Aim of the exercise. What you output must match the entries exactly, apart from the pictures, which are left out.

Material for this task.
□ □ □ □ □ □ □
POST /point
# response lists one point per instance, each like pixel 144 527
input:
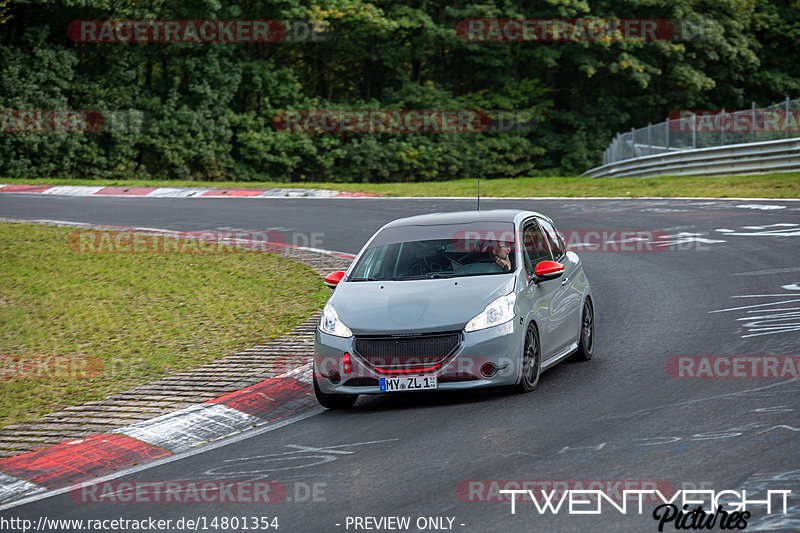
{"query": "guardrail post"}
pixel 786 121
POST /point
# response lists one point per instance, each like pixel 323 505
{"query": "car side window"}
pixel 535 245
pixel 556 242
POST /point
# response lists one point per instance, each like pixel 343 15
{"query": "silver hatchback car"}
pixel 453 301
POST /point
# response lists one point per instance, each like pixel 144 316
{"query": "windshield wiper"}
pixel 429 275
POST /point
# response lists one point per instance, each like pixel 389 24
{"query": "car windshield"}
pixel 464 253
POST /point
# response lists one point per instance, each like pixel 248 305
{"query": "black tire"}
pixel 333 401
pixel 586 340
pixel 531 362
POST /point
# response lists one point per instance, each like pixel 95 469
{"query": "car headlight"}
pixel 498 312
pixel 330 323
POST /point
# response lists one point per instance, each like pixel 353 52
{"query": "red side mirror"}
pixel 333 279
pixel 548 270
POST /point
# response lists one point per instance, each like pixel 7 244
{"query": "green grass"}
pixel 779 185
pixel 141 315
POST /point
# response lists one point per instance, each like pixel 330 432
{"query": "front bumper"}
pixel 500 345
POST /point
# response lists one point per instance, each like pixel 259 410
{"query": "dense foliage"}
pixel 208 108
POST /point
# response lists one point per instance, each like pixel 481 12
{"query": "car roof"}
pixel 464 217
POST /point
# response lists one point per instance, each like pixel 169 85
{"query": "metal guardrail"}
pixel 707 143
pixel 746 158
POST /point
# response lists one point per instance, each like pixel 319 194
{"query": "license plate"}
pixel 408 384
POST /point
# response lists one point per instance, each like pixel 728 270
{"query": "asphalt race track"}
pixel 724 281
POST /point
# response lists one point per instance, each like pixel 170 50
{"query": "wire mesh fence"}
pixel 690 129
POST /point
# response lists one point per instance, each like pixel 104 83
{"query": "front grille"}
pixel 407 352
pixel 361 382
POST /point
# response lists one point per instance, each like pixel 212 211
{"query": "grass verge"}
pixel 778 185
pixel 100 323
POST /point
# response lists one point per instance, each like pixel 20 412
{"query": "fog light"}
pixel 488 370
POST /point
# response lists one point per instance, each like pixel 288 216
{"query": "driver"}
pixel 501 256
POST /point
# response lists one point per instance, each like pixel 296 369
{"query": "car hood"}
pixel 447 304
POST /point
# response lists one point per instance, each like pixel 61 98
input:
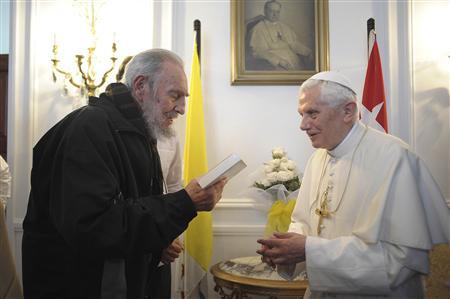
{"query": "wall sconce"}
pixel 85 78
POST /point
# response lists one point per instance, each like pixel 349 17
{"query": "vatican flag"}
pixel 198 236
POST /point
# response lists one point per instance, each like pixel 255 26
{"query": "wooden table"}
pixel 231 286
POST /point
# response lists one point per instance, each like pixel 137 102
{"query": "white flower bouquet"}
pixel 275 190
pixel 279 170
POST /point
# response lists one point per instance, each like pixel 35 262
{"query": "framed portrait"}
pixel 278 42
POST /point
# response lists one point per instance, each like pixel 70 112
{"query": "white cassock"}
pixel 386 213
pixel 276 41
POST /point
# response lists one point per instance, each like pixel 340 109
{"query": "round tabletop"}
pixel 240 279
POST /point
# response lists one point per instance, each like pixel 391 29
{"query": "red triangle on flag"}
□ □ □ □ □ □ □
Response to this task.
POST /point
# response lists one point per instance, each like pixel 144 527
input:
{"query": "guardrail post"}
pixel 786 121
POST /point
# response lists one point per instance, each like pixel 323 505
{"query": "car side window"}
pixel 535 245
pixel 556 242
POST /point
# response lists one point per instance, each like pixel 343 15
{"query": "silver hatchback car"}
pixel 453 301
POST /point
# response lists one point per instance, each like pixel 144 316
{"query": "windshield wiper"}
pixel 429 275
POST /point
# response lists one point per instance, each like pixel 389 24
{"query": "car windshield"}
pixel 464 253
POST /point
# response lists one point per instance, each like pixel 248 305
{"query": "black tire"}
pixel 333 401
pixel 586 340
pixel 531 362
POST /point
# response lists one point per instance, each like pixel 95 469
{"query": "car headlight"}
pixel 498 312
pixel 330 323
POST /point
# response lists one point per instance, each like pixel 353 52
{"query": "red side mirror"}
pixel 333 279
pixel 548 270
POST /point
# response lists one point per instance, each like pixel 7 244
{"query": "green grass"}
pixel 779 185
pixel 141 315
POST /point
# response lists one point per instance, each like pixel 330 432
{"query": "front bumper"}
pixel 500 345
POST /point
# response lists one point per instance, each like pixel 259 410
{"query": "dense foliage"}
pixel 208 108
POST /point
# response lists one point per instance, each like pixel 481 12
{"query": "car roof"}
pixel 464 217
POST /point
# response lists one point per instance, each like pixel 169 85
{"query": "metal guardrail"}
pixel 707 143
pixel 746 158
POST /point
# response lists one point per instance, each like pixel 319 194
{"query": "license plate"}
pixel 408 384
POST /point
# response lists one point per instance, each like pixel 728 270
{"query": "asphalt race track"}
pixel 724 281
POST /point
# response lists one point per instance, each like pixel 170 50
{"query": "wire mesh fence"}
pixel 690 129
POST /point
# response lists one point per instance, each like pixel 104 83
{"query": "front grille"}
pixel 407 352
pixel 361 382
POST /point
# response lists one point per instance, each like pixel 212 211
{"query": "grass verge"}
pixel 778 185
pixel 100 323
POST /point
# response lists one point per instance, each like pixel 20 412
{"query": "fog light"}
pixel 488 370
POST /point
# response lists one point per instance, each like pixel 288 216
{"query": "driver"}
pixel 501 256
POST /point
# response lists one point per instance, each like pixel 296 369
{"query": "car hood"}
pixel 447 304
POST /point
# response lists one point per instance, each like pixel 61 98
input:
{"query": "wall sconce"}
pixel 85 78
POST /point
# response lists one point per instance, each like pixel 349 17
{"query": "vatican flag"}
pixel 198 236
POST /point
# response lists one point per instance, each like pixel 255 26
{"query": "wooden table"}
pixel 231 286
POST /point
# response lists one point per instance, each like pixel 137 102
{"query": "white flower bouquet"}
pixel 275 190
pixel 279 170
POST /point
# response lists one point per instance, each like pixel 35 262
{"query": "framed portrait"}
pixel 278 42
POST /point
# response lists one point per instance, each like pixel 70 112
{"query": "white cassock"}
pixel 386 213
pixel 276 41
POST /point
# response lists one point per instance, each like pixel 340 109
{"query": "round tabletop"}
pixel 240 279
POST /point
# response lists one point per instance, each like pixel 391 29
{"query": "red triangle on flag"}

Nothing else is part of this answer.